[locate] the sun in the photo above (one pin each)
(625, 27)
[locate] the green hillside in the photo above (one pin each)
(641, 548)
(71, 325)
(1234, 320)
....................
Render the records above as a two-column CSV with the header fields "prompt" and "response", one row per record. Put each record's text and its answer in one quoted field apiece, with line breaks replaced by spaces.

Answer to the exercise:
prompt,response
"[locate] the sun in the photo above (one pin each)","(625, 27)"
"[locate] the green hillside in the photo above (one pin each)","(641, 548) (71, 325) (1234, 320)"